## [DATA FOR THE TASK]

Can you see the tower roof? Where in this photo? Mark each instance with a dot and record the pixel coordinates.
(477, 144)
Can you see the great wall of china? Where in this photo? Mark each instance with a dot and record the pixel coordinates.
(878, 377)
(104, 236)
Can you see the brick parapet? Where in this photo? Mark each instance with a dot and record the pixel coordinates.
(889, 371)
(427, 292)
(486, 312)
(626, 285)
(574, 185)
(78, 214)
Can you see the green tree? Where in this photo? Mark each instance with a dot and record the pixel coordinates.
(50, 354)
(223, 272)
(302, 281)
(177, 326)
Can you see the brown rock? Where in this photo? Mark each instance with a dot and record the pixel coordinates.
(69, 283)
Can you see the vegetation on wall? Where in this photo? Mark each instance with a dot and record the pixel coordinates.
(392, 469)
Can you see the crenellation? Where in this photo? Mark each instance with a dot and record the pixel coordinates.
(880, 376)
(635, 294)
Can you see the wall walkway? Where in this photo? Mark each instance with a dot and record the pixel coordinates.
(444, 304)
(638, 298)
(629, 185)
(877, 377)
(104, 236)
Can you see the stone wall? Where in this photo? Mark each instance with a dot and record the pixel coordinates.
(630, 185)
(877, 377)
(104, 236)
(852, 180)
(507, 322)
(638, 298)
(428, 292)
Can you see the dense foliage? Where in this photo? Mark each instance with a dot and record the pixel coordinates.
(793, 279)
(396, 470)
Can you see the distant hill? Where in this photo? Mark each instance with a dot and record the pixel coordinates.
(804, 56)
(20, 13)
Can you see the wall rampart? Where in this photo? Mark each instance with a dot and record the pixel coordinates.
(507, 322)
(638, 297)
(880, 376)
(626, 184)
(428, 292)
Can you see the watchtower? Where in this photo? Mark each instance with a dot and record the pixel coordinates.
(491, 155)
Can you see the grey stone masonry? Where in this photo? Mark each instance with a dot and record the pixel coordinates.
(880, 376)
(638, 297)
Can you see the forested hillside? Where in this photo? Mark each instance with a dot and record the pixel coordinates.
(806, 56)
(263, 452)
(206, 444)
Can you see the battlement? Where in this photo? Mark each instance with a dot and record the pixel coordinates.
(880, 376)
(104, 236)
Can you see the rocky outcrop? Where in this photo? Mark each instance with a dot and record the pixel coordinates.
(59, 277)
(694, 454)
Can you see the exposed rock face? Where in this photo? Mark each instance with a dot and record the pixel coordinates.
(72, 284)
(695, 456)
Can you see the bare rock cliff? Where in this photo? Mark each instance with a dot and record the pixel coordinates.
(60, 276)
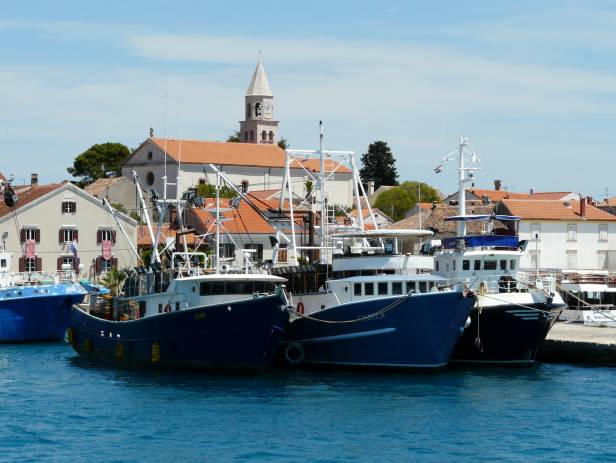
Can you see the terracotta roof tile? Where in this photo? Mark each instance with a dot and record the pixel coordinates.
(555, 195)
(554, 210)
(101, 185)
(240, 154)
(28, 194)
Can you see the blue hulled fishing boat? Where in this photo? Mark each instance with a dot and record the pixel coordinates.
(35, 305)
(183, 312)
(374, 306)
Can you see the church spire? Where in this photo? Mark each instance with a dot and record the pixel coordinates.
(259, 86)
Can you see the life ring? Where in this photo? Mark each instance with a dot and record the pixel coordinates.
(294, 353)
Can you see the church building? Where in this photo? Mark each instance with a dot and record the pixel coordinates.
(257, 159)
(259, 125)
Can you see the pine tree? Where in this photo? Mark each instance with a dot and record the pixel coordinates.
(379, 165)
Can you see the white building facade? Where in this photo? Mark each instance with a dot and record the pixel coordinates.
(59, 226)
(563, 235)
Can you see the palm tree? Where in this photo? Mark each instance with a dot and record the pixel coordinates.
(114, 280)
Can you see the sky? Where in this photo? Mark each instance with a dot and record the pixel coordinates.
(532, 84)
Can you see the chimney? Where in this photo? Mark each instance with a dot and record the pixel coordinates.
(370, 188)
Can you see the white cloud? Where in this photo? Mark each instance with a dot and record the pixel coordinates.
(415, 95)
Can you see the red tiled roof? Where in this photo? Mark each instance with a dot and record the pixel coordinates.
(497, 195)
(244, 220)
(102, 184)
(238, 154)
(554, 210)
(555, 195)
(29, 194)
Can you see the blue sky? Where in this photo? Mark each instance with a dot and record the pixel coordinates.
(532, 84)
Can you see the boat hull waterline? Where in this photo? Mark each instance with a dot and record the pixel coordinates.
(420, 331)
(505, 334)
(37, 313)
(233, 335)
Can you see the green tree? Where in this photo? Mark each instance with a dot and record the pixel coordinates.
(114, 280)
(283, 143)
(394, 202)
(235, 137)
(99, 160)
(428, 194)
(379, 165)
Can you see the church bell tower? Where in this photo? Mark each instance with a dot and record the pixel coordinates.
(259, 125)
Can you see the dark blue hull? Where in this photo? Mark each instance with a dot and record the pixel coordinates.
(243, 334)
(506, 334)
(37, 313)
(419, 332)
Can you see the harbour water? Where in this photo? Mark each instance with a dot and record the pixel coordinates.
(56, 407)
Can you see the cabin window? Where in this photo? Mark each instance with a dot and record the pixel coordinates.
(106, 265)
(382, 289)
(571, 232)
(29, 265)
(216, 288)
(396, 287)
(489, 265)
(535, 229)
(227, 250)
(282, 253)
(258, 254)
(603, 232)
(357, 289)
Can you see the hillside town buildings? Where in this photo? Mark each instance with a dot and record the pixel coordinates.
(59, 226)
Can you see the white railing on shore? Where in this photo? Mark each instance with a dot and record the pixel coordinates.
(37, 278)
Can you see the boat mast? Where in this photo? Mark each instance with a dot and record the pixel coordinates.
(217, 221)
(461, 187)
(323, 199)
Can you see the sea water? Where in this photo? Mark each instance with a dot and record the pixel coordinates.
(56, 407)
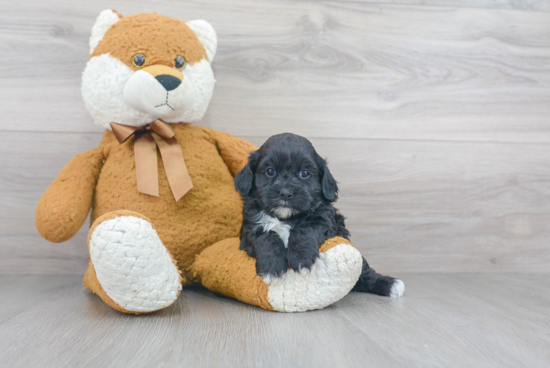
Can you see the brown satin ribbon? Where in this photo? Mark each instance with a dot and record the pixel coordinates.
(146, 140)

---

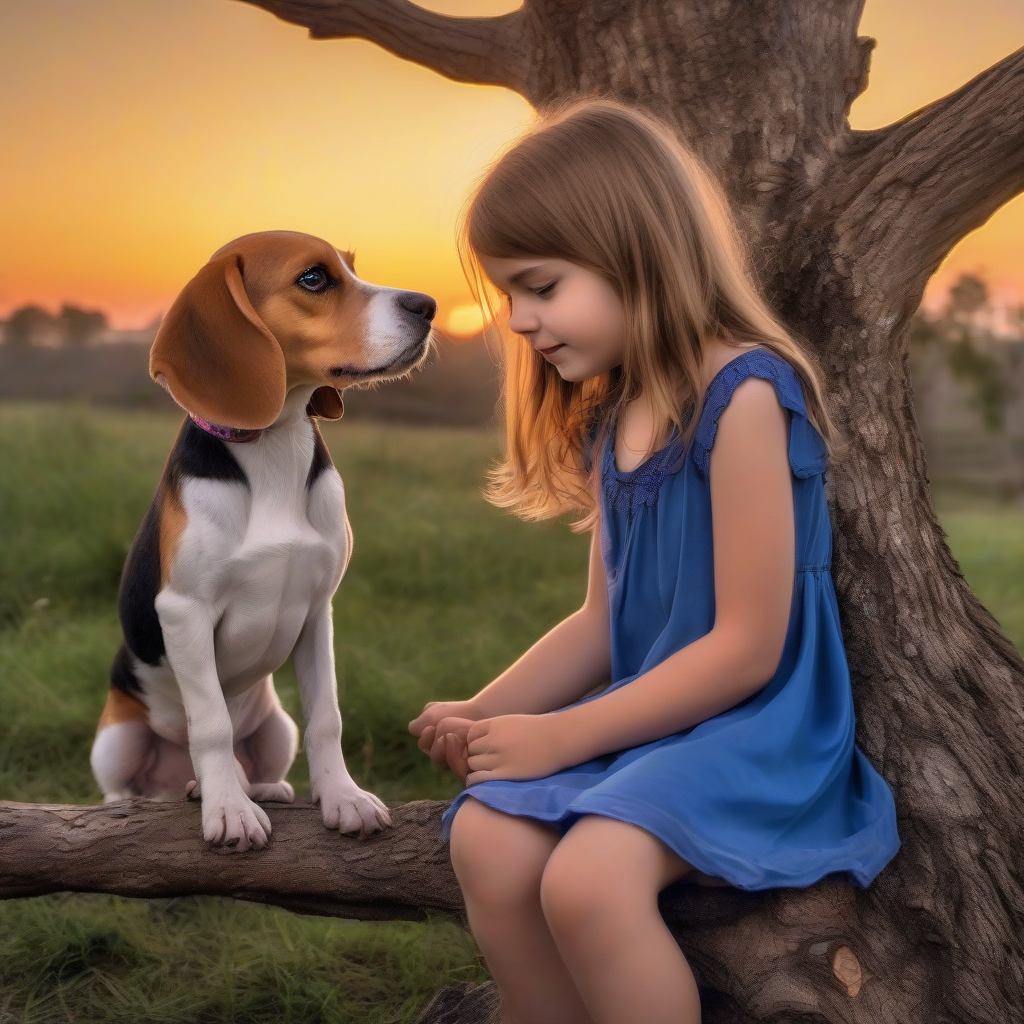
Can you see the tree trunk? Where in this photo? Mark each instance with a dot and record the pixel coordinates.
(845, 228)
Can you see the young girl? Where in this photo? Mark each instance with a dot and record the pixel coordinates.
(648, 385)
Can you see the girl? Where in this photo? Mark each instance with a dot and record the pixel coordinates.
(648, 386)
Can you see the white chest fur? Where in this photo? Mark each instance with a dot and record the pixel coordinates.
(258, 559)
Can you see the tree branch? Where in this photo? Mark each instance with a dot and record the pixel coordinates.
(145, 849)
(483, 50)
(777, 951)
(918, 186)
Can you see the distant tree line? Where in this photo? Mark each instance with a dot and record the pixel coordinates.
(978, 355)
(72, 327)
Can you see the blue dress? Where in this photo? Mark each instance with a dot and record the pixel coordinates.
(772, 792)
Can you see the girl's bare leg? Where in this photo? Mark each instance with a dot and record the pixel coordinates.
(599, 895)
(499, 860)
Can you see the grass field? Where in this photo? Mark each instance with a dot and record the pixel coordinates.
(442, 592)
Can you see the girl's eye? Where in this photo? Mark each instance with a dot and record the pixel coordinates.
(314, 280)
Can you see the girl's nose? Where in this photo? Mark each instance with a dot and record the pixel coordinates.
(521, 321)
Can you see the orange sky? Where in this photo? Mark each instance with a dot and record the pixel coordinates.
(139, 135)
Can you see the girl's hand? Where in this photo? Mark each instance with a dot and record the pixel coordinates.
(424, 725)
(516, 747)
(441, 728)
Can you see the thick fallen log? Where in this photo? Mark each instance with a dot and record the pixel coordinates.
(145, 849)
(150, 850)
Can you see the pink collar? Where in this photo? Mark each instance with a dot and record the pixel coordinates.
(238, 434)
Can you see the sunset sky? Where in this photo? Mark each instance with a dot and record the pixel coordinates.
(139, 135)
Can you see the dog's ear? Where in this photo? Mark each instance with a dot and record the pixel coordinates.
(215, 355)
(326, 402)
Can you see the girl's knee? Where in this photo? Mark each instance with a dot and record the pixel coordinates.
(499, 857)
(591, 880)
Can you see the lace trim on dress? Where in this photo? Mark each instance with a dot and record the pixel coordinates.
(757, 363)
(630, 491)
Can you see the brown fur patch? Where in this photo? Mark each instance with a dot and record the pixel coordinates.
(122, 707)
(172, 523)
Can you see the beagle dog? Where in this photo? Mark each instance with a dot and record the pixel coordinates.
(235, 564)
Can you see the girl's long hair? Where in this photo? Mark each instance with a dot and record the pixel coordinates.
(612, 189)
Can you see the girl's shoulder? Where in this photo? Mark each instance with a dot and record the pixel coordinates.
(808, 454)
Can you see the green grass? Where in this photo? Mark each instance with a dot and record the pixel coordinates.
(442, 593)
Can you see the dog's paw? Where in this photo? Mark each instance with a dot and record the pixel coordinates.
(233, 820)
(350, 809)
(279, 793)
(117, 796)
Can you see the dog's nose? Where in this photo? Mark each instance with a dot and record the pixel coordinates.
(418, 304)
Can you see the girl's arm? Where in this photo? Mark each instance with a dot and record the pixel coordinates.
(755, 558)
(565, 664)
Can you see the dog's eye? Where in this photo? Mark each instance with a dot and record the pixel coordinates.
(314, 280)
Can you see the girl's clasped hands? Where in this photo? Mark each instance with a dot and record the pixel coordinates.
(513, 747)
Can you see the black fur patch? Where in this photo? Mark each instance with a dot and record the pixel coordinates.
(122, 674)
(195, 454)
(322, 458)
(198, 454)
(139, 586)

## [OBJECTIVE]
Please pull out every row above that contains the string "grass" and copy each one in full. Case counts.

## [RESPONSE]
Can you see the grass field? Where in this photo? Mark each instance with a dot and record the pixel coordinates.
Can you see the green grass? Where in this photo? Mark each instance with a dot and record the pixel coordinates.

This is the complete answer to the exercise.